* **EXERCISE BRIEF**
Copy out all of the records below word for word, leaving out the pictures.

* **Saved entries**
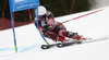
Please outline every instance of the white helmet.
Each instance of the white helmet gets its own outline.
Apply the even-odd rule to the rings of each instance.
[[[44,14],[46,14],[46,13],[47,13],[46,8],[43,7],[43,5],[39,5],[39,7],[38,7],[38,15],[44,15]]]

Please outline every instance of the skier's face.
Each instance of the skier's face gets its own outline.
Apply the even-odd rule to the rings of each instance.
[[[44,21],[45,19],[46,19],[46,14],[45,15],[38,15],[39,21]]]

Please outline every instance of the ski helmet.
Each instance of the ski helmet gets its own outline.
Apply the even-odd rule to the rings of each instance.
[[[46,8],[43,7],[43,5],[39,5],[39,7],[38,7],[38,15],[44,15],[44,14],[46,14],[46,13],[47,13]]]

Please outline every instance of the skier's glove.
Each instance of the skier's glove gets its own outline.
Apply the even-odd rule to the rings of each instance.
[[[43,28],[44,28],[44,29],[43,29],[41,32],[43,32],[44,34],[46,34],[47,31],[50,28],[50,25],[47,24],[47,25],[43,26]]]
[[[80,36],[77,33],[73,33],[73,39],[81,40],[82,36]]]

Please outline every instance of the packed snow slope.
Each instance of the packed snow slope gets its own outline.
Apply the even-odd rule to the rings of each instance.
[[[0,32],[0,60],[109,60],[109,7],[84,17],[64,23],[68,31],[92,40],[64,48],[40,49],[46,44],[34,24],[15,27],[17,52],[14,50],[12,29]],[[99,9],[96,9],[99,10]],[[64,22],[96,10],[56,17]],[[52,40],[47,39],[49,44]]]

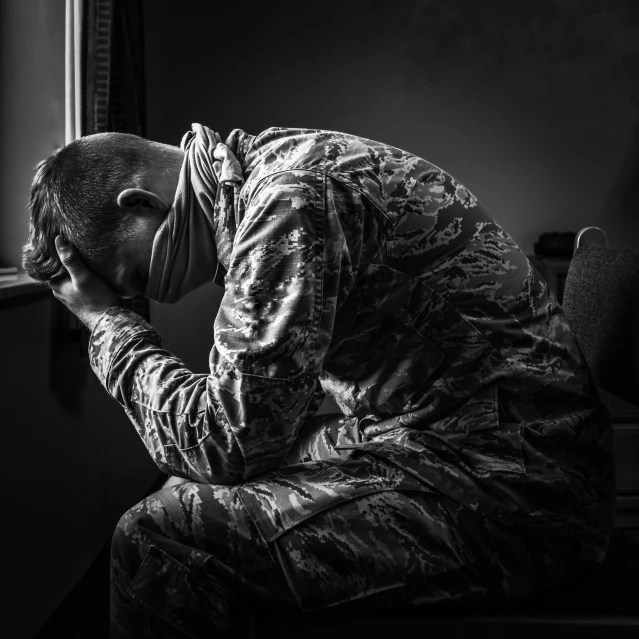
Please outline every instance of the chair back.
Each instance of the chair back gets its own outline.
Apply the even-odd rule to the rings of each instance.
[[[595,383],[639,405],[639,251],[580,246],[585,230],[575,240],[564,312]]]

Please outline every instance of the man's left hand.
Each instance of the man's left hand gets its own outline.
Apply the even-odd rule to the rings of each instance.
[[[61,235],[55,238],[55,248],[69,275],[52,280],[51,290],[92,331],[102,313],[118,305],[118,297],[102,278],[86,267],[75,247]]]

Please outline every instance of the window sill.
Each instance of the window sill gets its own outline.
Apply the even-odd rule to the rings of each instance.
[[[48,291],[49,287],[42,282],[32,280],[26,273],[18,273],[15,280],[0,282],[0,302],[15,297],[36,295]]]

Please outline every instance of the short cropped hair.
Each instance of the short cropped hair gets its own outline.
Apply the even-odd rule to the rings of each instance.
[[[40,162],[31,185],[29,239],[22,251],[26,272],[45,282],[65,273],[55,250],[56,235],[64,235],[81,255],[106,257],[131,226],[118,195],[157,159],[154,147],[161,146],[128,133],[98,133]]]

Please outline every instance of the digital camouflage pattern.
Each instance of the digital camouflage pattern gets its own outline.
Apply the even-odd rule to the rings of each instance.
[[[476,198],[423,159],[343,133],[235,130],[227,145],[244,181],[216,199],[225,292],[210,375],[129,311],[107,311],[91,337],[96,374],[158,466],[237,486],[279,564],[295,566],[293,590],[324,583],[313,597],[326,605],[370,588],[318,579],[318,514],[406,482],[601,561],[608,415],[561,307]],[[323,392],[343,419],[312,417]],[[362,458],[379,460],[374,473]],[[357,522],[354,552],[383,525]],[[302,530],[303,545],[278,541]]]

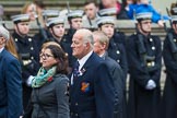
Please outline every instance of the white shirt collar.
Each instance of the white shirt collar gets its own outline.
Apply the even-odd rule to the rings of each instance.
[[[3,49],[4,49],[4,47],[2,47],[2,48],[0,49],[0,54],[2,52]]]
[[[81,70],[81,68],[84,66],[84,63],[86,62],[86,60],[91,57],[93,50],[90,51],[86,56],[84,56],[82,59],[78,60],[80,63],[79,70]]]

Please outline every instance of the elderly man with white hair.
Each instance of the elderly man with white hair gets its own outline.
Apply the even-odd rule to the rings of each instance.
[[[0,118],[19,118],[22,115],[21,66],[4,46],[10,33],[0,25]]]

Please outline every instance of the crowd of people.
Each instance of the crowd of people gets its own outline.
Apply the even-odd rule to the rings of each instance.
[[[131,36],[115,30],[128,19]],[[67,11],[35,1],[11,20],[12,34],[0,25],[0,118],[177,118],[177,3],[165,16],[149,0],[86,0]],[[163,43],[152,23],[166,30]]]

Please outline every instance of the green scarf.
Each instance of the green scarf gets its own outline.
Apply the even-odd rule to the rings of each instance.
[[[46,71],[43,67],[39,69],[37,75],[32,81],[32,87],[40,87],[44,85],[49,78],[56,73],[57,67],[52,67],[48,71]]]

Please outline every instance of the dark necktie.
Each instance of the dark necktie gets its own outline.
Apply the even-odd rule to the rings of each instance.
[[[75,80],[80,74],[79,67],[80,67],[80,63],[79,63],[79,61],[76,61],[75,66],[73,68],[73,80]]]

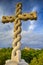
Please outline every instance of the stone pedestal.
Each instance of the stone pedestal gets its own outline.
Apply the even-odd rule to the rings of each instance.
[[[29,64],[22,59],[20,62],[14,62],[14,61],[8,60],[5,65],[29,65]]]

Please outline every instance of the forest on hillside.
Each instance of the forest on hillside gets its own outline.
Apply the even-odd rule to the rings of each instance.
[[[12,48],[0,49],[0,65],[5,65],[5,61],[11,58]],[[22,49],[21,58],[29,65],[43,65],[43,49]]]

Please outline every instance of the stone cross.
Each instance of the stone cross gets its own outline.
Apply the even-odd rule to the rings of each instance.
[[[15,16],[3,16],[2,23],[14,22],[14,37],[12,43],[12,54],[11,60],[15,62],[20,62],[21,60],[21,20],[36,20],[37,15],[36,12],[23,13],[22,14],[22,3],[18,3],[16,5],[16,14]]]

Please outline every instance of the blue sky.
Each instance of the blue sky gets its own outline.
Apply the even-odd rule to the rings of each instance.
[[[18,2],[22,2],[22,13],[37,11],[36,21],[21,21],[22,45],[43,48],[43,0],[0,0],[0,47],[12,46],[14,23],[3,24],[2,16],[15,15]]]

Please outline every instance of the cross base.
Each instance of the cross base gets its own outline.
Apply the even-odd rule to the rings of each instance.
[[[21,59],[20,62],[14,62],[14,61],[11,61],[9,60],[8,62],[6,62],[5,65],[29,65],[28,63],[25,62],[25,60]]]

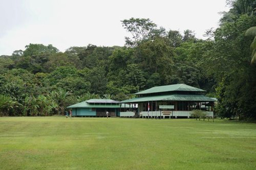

* **SOLUTION**
Please outline every instance of the white helmet.
Each instance of the white helmet gets its own outline.
Apply the even-odd rule to the rings of each instance.
[[[44,14],[46,14],[46,13],[47,13],[46,8],[43,7],[43,5],[39,5],[39,7],[38,7],[38,15],[44,15]]]

Please outline every instance of the skier's face.
Each instance of the skier's face gets its own outline.
Apply the even-odd rule to the rings of each instance.
[[[44,21],[45,19],[46,19],[46,14],[45,15],[38,15],[39,21]]]

Please outline every instance of the ski helmet.
Each instance of the ski helmet gets its own outline.
Apply the even-odd rule to the rings of each instance.
[[[46,8],[43,7],[43,5],[39,5],[39,7],[38,7],[38,15],[44,15],[44,14],[46,14],[46,13],[47,13]]]

Please outline every instance of the skier's glove.
Each instance of the skier's glove gets its own outline.
Apply the even-odd rule to the rings of each instance.
[[[43,28],[44,28],[44,29],[43,29],[41,32],[43,32],[44,34],[46,34],[47,31],[50,28],[50,25],[47,24],[47,25],[43,26]]]
[[[80,36],[77,33],[73,33],[73,39],[81,40],[82,36]]]

Please outline every instance of the packed snow slope.
Each instance of the packed snow slope gets its own outline.
Apply the even-odd rule to the rings of each instance.
[[[0,32],[0,60],[109,60],[109,7],[84,17],[64,23],[68,31],[92,40],[64,48],[40,49],[46,44],[34,24],[15,27],[17,52],[14,50],[12,29]],[[99,9],[96,9],[99,10]],[[64,22],[96,10],[56,17]],[[52,40],[47,39],[49,44]]]

Please outline every instance of the chair back.
Each instance of the chair back gets its own outline.
Apply the even-odd rule to the rings of each instance.
[[[595,383],[639,405],[639,251],[580,246],[585,230],[575,240],[564,312]]]

Please outline every instance of the man's left hand.
Each instance of the man's left hand gets its own outline.
Apply the even-odd rule to the rings of each instance.
[[[61,235],[55,238],[55,248],[69,275],[52,280],[51,290],[92,331],[102,313],[118,305],[118,297],[102,278],[86,267],[75,247]]]

Please outline every instance of the window sill.
Each instance of the window sill gets its own outline.
Apply the even-odd rule to the rings of each instance.
[[[48,291],[49,287],[42,282],[32,280],[26,273],[18,273],[15,280],[0,282],[0,302],[15,297],[36,295]]]

Please outline every instance of the short cropped hair.
Each instance of the short cropped hair gets its own outline.
Apply the even-odd rule to the rings of each instance.
[[[40,162],[31,185],[29,239],[22,251],[26,272],[45,282],[65,273],[55,250],[56,235],[64,235],[81,255],[106,257],[131,226],[118,195],[157,159],[154,147],[161,146],[128,133],[98,133]]]

Please outline every instance of the digital camouflage pattern.
Each instance of the digital camouflage pattern gets its own outline.
Apply the even-odd rule to the rings of each instance.
[[[476,198],[423,159],[343,133],[235,130],[227,145],[244,181],[216,199],[225,292],[210,375],[129,311],[107,311],[91,337],[96,374],[158,466],[237,486],[279,564],[295,566],[293,590],[324,583],[313,597],[326,605],[370,588],[318,579],[318,514],[406,482],[601,561],[608,415],[561,307]],[[323,392],[343,419],[312,417]],[[362,458],[379,460],[374,473]],[[357,522],[354,552],[383,525]],[[302,530],[303,545],[278,541]]]

Please outline every instance of the white shirt collar.
Each instance of the white shirt collar gets its own outline.
Apply the even-odd rule to the rings of each instance.
[[[3,49],[4,49],[4,47],[2,47],[2,48],[0,49],[0,54],[2,52]]]
[[[81,70],[81,68],[84,66],[84,63],[86,62],[86,60],[91,57],[93,50],[90,51],[86,56],[84,56],[82,59],[78,60],[80,63],[79,70]]]

Please outline every instance of the elderly man with white hair.
Each instance of the elderly man with white hair gets its own outline.
Apply the even-odd rule to the rings of each instance.
[[[0,118],[19,118],[22,115],[21,66],[4,46],[10,33],[0,25]]]

Please outline every instance of the crowd of people.
Each instance of the crowd of people gets its own outline.
Apply the even-odd rule to the rings of each instance.
[[[131,36],[115,30],[128,19]],[[67,11],[35,1],[11,20],[12,34],[0,25],[0,118],[177,118],[177,3],[165,16],[149,0],[86,0]],[[163,43],[152,23],[166,30]]]

Please outline every instance of the green scarf.
Each instance of the green scarf gets its own outline.
Apply the even-odd rule to the rings of each instance.
[[[46,71],[43,67],[39,69],[37,75],[32,81],[32,87],[40,87],[44,85],[49,78],[56,73],[57,67],[52,67],[48,71]]]

Please outline every instance of the dark necktie.
Each instance of the dark necktie gets its own outline.
Apply the even-odd rule to the rings of each instance.
[[[75,80],[80,74],[79,67],[80,67],[80,63],[79,63],[79,61],[76,61],[75,66],[73,68],[73,80]]]

Please outline every instance of the stone pedestal.
Each instance of the stone pedestal gets its own outline.
Apply the even-odd rule to the rings of each instance.
[[[29,64],[22,59],[20,62],[14,62],[14,61],[8,60],[5,65],[29,65]]]

Please outline every instance of the forest on hillside.
Each instance of the forest on hillside gets its own outline.
Apply the even-odd rule to the rings of each instance.
[[[12,48],[0,49],[0,65],[5,65],[5,61],[11,58]],[[22,49],[21,58],[29,65],[43,65],[43,49]]]

Please outline every instance of the stone cross.
Each instance of the stone cross gets its own outline.
Apply the even-odd rule to the rings of each instance.
[[[15,16],[3,16],[2,23],[14,22],[14,37],[12,43],[12,54],[11,60],[15,62],[20,62],[21,60],[21,20],[36,20],[37,15],[36,12],[23,13],[22,14],[22,3],[18,3],[16,5],[16,14]]]

Please outline every instance of the blue sky.
Each instance of the blue sky gets its own outline.
Apply the even-odd rule to the rings of each instance.
[[[18,2],[22,2],[22,13],[37,11],[36,21],[21,21],[22,45],[43,48],[43,0],[0,0],[0,47],[12,46],[14,23],[3,24],[2,16],[15,15]]]

Please outline every instance of the cross base.
Each instance of the cross base gets its own outline.
Apply the even-odd rule to the rings of each instance.
[[[21,59],[20,62],[14,62],[14,61],[11,61],[9,60],[8,62],[6,62],[5,65],[29,65],[28,63],[25,62],[25,60]]]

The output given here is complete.